■ **DIRECTION**
Can you rename "Query" to "Target" throughout the stretch of lines from the one containing "Rules. Find each instance of the above" through the one containing "point(190, 236)", and return only those lines with everything else unchanged?

# DATASET ENTRIES start

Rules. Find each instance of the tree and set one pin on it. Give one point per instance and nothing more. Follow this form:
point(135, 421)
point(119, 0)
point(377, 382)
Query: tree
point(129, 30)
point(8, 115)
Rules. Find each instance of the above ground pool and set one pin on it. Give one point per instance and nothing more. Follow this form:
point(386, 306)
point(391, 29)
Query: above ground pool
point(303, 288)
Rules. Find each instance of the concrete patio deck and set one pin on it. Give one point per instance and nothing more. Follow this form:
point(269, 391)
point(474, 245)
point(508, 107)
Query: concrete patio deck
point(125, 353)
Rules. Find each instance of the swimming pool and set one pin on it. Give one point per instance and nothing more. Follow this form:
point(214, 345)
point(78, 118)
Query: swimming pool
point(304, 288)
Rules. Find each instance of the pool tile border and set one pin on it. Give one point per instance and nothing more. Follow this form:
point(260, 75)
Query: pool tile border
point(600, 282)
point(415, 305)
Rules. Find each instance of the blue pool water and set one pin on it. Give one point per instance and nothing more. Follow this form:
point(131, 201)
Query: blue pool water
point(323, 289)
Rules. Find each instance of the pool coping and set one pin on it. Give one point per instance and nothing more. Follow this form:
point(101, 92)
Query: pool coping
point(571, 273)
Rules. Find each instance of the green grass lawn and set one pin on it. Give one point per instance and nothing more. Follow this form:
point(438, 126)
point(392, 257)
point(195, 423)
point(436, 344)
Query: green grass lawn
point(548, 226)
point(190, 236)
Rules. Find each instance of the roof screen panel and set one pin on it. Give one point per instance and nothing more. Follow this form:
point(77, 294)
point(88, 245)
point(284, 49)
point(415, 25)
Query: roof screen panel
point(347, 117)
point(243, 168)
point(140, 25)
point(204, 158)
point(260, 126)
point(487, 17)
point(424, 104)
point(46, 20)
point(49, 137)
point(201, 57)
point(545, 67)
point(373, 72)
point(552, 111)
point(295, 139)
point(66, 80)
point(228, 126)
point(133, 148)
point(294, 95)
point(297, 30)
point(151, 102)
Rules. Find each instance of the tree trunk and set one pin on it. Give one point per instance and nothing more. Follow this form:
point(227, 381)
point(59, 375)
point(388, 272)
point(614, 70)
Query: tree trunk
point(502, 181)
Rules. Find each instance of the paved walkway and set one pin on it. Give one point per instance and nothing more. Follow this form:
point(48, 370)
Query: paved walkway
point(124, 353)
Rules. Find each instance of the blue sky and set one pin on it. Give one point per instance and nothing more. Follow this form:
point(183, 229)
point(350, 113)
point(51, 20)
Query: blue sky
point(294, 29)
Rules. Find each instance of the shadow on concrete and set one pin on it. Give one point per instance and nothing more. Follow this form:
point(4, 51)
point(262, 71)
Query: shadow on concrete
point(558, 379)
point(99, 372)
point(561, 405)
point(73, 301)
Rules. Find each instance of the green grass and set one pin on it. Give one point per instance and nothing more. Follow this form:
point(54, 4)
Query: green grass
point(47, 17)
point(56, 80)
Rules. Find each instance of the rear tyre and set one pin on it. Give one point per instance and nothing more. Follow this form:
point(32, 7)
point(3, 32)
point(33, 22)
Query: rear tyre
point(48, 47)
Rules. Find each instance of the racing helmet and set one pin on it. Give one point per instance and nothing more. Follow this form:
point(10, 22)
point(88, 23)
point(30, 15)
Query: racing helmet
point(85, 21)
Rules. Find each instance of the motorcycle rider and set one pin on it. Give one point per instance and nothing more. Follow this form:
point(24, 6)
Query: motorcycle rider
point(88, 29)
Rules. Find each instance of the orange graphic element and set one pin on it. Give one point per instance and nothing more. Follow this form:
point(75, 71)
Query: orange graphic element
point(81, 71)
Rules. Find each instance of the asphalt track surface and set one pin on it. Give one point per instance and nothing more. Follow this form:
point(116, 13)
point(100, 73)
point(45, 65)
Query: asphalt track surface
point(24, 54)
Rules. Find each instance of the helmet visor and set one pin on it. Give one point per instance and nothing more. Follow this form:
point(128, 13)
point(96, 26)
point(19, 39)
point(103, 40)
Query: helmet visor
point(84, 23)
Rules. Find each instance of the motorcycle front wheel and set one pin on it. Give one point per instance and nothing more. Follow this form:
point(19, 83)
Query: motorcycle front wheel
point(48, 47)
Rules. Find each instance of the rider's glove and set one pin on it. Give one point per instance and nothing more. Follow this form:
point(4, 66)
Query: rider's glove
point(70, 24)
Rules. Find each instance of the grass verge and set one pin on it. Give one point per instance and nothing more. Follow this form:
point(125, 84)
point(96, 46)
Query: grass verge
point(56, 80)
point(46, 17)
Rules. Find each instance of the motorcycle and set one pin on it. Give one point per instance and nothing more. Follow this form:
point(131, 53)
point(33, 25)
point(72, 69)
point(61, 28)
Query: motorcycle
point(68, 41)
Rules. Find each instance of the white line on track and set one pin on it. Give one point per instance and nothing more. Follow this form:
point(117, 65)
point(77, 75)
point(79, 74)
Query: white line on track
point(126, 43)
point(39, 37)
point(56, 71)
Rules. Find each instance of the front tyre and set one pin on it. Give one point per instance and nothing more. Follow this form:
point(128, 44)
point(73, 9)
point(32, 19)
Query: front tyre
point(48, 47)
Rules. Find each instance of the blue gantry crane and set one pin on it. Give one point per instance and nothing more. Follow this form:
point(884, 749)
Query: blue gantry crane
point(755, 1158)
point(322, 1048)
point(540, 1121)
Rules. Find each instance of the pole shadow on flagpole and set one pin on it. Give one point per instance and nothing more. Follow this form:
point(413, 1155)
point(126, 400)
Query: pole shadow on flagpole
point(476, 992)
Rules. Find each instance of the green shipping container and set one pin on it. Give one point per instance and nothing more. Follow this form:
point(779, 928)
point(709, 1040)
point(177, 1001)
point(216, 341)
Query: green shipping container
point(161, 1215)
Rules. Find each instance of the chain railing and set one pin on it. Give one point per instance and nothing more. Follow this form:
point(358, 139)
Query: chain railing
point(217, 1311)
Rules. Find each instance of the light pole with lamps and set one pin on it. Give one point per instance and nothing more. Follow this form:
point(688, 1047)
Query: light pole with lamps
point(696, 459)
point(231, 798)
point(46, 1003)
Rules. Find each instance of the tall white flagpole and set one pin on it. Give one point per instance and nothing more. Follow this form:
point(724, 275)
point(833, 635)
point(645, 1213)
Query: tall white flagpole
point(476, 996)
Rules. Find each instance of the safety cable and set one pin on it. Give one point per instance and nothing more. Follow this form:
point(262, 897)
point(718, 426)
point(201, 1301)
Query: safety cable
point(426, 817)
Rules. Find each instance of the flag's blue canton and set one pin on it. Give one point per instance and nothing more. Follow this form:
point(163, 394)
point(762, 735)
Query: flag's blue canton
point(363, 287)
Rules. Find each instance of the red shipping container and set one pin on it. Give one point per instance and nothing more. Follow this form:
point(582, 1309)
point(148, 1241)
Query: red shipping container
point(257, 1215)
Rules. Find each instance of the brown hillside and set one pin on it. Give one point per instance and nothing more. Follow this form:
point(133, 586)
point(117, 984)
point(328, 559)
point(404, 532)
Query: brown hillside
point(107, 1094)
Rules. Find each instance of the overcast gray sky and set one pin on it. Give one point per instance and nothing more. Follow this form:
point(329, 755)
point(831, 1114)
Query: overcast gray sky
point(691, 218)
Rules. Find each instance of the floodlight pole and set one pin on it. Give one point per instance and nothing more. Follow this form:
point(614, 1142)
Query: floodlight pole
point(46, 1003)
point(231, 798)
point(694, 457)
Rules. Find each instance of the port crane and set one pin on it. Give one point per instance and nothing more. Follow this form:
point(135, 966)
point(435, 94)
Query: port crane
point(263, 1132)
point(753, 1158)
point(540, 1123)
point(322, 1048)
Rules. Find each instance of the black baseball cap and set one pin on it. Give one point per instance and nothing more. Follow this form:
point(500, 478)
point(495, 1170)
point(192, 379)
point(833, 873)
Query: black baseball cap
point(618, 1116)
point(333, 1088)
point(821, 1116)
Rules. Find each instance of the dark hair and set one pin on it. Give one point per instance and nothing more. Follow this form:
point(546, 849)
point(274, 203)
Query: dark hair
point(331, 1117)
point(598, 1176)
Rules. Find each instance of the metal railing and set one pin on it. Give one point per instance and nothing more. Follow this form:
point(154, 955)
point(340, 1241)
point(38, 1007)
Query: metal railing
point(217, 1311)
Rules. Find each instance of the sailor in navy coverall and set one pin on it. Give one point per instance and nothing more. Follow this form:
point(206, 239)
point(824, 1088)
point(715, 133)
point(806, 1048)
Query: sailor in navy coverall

# DATASET ENTRIES end

■ **RESULT**
Rules. Find each instance of the above ground pool and set one pin on it. Give one point per instance and nothing more. Follow this form:
point(386, 306)
point(391, 29)
Target: above ground pool
point(303, 288)
Rules. Find each instance of the concrete patio deck and set one pin on it. Give one point per instance and nothing more. Follow this form:
point(269, 391)
point(474, 245)
point(508, 107)
Target: concrete patio deck
point(125, 353)
Rules. Find each instance of the swimming pool and set one pin on it. Give one point per instance and nothing more. Follow this form:
point(214, 345)
point(78, 118)
Target: swimming pool
point(304, 288)
Rules. Find each instance of the pool tile border and set one pin on it. Give one point per instance and nothing more. Follow this form:
point(260, 75)
Target: pool tile border
point(600, 282)
point(415, 305)
Rules. Find each instance of the blue pool water and set one pin on it. Give one point per instance and nothing more. Follow this form:
point(131, 201)
Target: blue pool water
point(323, 289)
Rules. Find each instance of the pool coping and set one pin on it. Give one point per instance and nothing more. Follow this form:
point(101, 92)
Target: pool coping
point(571, 273)
Rules. Find each instance of the green grass lawn and set one pin on it. Give one point per instance and nothing more. Follow this form:
point(438, 126)
point(392, 257)
point(195, 423)
point(436, 344)
Target: green grass lawn
point(548, 226)
point(190, 236)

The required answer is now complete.